Greg Kihlstrom: Yeah, yeah, that’s no, that’s, that’s great. And the starting on Craigslist, you know, that’s, it’s, it’s amazing how, how things start, right? So it’s, it’s, that’s, that’s amazing. Well, yeah, no, looking, looking forward to talking about this with you. So yeah, we’re gonna, we’re gonna look at a few different aspects of this idea of customer loyalty and building that that forever customer today, I want to start with, this idea of enhancing visibility and CX and just the importance of that. And so, you know, CX becomes increasingly complex as we’re talking multiple channels, even omni-channel. So, you know, from your perspective and experience, how can organizations eliminate some of these blind spots that occur in this multi-channel environment and, you know, identify some of the friction points?

(A block of data)
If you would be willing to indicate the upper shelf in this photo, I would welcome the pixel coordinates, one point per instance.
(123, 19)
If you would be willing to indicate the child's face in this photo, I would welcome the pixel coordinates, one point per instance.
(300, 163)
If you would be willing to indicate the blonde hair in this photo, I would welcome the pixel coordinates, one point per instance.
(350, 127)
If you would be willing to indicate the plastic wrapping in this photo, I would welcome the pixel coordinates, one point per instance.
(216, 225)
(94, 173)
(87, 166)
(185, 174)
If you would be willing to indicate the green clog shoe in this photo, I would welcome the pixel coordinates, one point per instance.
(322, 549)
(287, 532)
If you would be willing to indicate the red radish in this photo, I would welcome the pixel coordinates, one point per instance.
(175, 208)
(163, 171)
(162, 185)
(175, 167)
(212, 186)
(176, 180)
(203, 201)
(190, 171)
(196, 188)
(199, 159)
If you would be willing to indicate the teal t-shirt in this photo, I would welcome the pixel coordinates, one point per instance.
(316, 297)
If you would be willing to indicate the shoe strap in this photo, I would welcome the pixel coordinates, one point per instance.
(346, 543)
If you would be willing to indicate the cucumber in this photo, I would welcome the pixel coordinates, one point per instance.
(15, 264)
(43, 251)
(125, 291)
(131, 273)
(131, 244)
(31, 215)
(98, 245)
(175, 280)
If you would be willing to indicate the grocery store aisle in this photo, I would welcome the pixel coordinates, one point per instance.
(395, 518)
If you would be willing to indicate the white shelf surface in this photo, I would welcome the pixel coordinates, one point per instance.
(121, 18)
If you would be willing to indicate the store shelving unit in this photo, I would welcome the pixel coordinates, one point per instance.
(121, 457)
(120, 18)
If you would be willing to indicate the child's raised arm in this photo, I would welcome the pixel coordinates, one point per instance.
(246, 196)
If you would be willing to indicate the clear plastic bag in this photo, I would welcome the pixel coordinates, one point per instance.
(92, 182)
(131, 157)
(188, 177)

▸ EXERCISE REQUIREMENTS
1 - Please write out the transcript from "Greg Kihlstrom: Yeah, yeah, that’s" to "the friction points?", switching "customer loyalty" to "brand loyalty".
2 - Answer these questions from the transcript:
(a) Where does the transcript say things started?
(b) Which idea does Greg Kihlstrom want to start with today?
(c) According to the transcript, why does CX become increasingly complex?

▸ COMPLETED EXERCISE
1 -
Greg Kihlstrom: Yeah, yeah, that’s no, that’s, that’s great. And the starting on Craigslist, you know, that’s, it’s, it’s amazing how, how things start, right? So it’s, it’s, that’s, that’s amazing. Well, yeah, no, looking, looking forward to talking about this with you. So yeah, we’re gonna, we’re gonna look at a few different aspects of this idea of brand loyalty and building that that forever customer today, I want to start with, this idea of enhancing visibility and CX and just the importance of that. And so, you know, CX becomes increasingly complex as we’re talking multiple channels, even omni-channel. So, you know, from your perspective and experience, how can organizations eliminate some of these blind spots that occur in this multi-channel environment and, you know, identify some of the friction points?

2 -
(a) On Craigslist.
(b) The idea of enhancing visibility and CX and the importance of that.
(c) Because multiple channels, even omni-channel, are involved.